# Source

Presidential frontrunner López Obrador backs off threat to undo Mexican oil privatization

When he ran for president in 2006 and 2012 as the candidate of the once center-left Party of the Democratic Revolution (PRD), Andrés Manuel López Obrador (AMLO) raged against privatizing Pemex (Petróleos Mexicano), the Mexican state oil company, which had held a monopoly over crude production since 1938.

In the 2012 election campaign, López Obrador called the plan of the current Mexican president, Enrique Peña Nieto of the Party of the Institutional Revolution (PRI), to invite foreign oil giants to enter into profit-sharing and production contracts with Pemex “the robbery of the century,” which he said would cost Mexico $40 billion a year.

In December 2012, when the PRD signed on to Pena Nieto’s “Pact for Mexico” to liberalize the Mexican economy, the centerpiece of which was energy privatization, AMLO left the PRD to found his present political party, the Movement for National Regeneration (Morena). He rightly accused the PRD of abandoning the last of its social democratic pretensions.

When the Mexican Congress in 2013-2014 enacted sweeping legislation and changes to the Mexican Constitution in order to implement the energy reform, López Obrador called them a “band of criminals.” He led tens of thousands into the streets of Mexico City in protest.

At that time, AMLO emphasized that only 20 countries in the world had oil, and that without its patrimony Mexico would be “left with nothing.” He warned that if Mexico bought foreign gasoline instead of making it at home, Mexicans would pay 30 percent more for it. He projected a loss of $30 billion a year, which he said would starve the public budget of money needed for infrastructure projects, higher salaries for teachers and doctors, and social programs such as initiatives to reduce hunger and poverty.

# Job A
Reproduce the article on Mexican oil privatization word for word from "In December 2012, when" to "social democratic pretensions.".
# Job B
List every political party named in the article on Mexican oil privatization.
The lines that come next are taken from a separate source.

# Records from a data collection
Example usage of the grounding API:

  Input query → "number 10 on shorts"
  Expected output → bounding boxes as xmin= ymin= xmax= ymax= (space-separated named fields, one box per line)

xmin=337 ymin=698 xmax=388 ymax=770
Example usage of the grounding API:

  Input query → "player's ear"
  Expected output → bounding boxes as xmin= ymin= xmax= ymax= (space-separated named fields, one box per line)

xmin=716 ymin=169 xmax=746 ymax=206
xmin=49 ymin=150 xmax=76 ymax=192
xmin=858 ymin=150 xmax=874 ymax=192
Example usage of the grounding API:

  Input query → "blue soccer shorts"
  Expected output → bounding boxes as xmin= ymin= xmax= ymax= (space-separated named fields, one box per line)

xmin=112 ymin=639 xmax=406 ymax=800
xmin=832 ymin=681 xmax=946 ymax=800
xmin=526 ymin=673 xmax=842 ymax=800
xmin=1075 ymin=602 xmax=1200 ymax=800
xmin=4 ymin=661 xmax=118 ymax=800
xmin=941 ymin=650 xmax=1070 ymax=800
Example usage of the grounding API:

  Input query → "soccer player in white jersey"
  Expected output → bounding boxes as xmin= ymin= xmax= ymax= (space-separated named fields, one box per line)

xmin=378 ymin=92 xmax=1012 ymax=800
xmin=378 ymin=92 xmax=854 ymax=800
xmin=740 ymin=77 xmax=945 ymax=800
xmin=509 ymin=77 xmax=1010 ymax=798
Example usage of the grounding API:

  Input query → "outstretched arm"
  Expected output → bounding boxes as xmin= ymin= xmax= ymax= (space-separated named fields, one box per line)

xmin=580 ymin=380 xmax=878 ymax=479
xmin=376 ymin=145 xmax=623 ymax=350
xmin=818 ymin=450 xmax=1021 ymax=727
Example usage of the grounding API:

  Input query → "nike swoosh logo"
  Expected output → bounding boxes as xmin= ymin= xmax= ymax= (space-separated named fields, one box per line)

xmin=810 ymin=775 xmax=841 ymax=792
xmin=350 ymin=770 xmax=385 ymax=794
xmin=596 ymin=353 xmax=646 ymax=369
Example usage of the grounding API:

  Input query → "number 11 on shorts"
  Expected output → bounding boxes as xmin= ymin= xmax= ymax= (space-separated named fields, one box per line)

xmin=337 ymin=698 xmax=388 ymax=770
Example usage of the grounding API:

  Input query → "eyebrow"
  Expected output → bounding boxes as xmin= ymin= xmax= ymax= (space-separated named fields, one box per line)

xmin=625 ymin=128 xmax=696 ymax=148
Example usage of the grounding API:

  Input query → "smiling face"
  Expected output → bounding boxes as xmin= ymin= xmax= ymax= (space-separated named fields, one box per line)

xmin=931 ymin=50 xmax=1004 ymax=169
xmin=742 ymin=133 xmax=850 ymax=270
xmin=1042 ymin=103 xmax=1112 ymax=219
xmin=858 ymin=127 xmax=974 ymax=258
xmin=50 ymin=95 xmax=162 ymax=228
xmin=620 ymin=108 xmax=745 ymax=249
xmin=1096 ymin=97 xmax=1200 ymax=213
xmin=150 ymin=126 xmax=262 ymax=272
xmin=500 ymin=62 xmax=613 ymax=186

# Expected output A
In December 2012, when the PRD signed on to Pena Nieto’s “Pact for Mexico” to liberalize the Mexican economy, the centerpiece of which was energy privatization, AMLO left the PRD to found his present political party, the Movement for National Regeneration (Morena). He rightly accused the PRD of abandoning the last of its social democratic pretensions.

# Expected output B
Party of the Democratic Revolution (PRD)
Party of the Institutional Revolution (PRI)
Movement for National Regeneration (Morena)